Natural-language object grounding data =>
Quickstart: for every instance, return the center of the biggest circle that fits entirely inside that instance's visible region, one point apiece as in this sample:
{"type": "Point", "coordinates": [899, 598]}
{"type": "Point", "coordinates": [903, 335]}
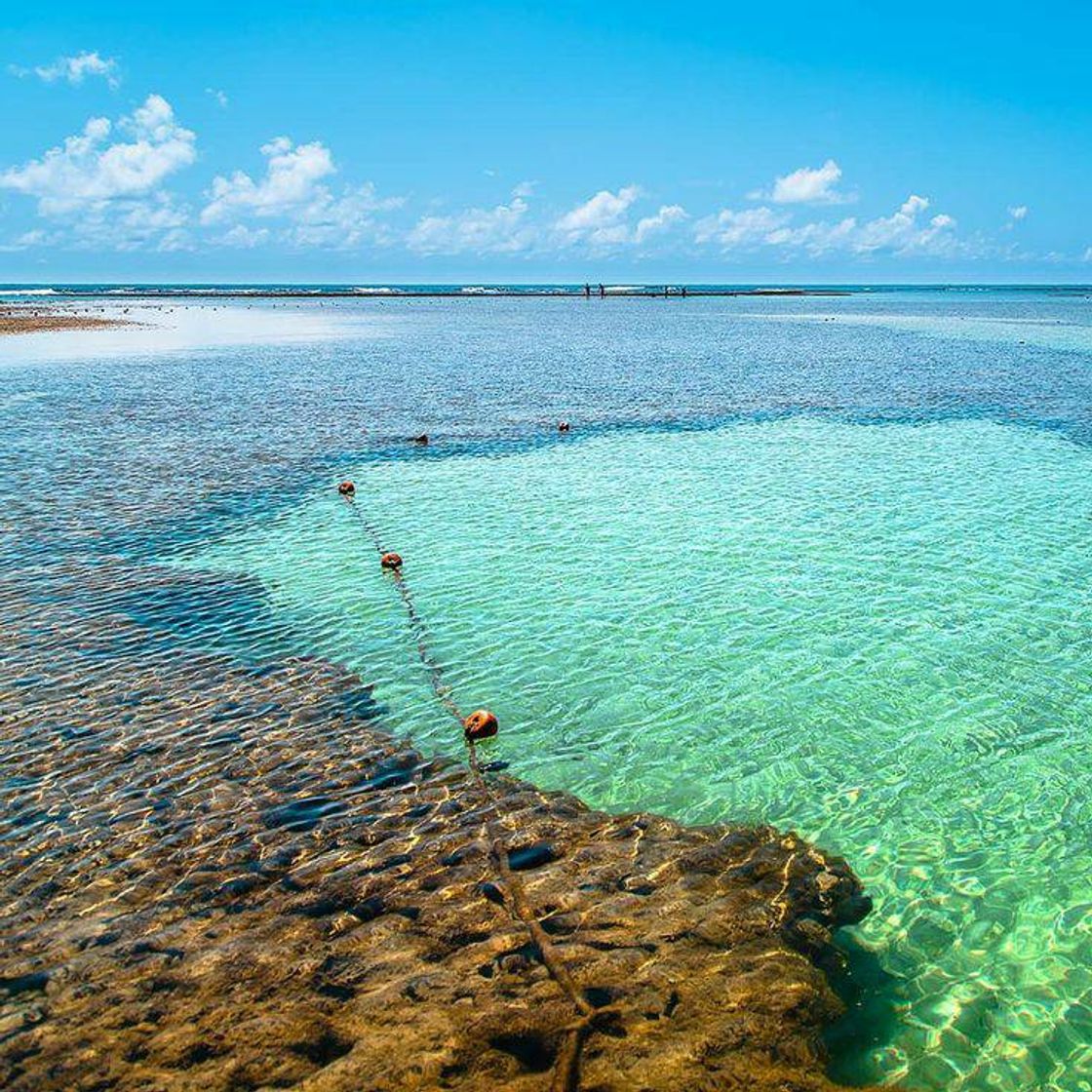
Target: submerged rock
{"type": "Point", "coordinates": [306, 901]}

TASK PROMPT => Leave out the pictures and output the rest of the records exactly.

EXERCISE RESPONSE =>
Quickstart: for every instance, return the center of the biggest circle that fits entirely inside that instance's visible region, one point apiece as in this sample:
{"type": "Point", "coordinates": [899, 598]}
{"type": "Point", "coordinates": [903, 335]}
Target: submerged rock
{"type": "Point", "coordinates": [306, 901]}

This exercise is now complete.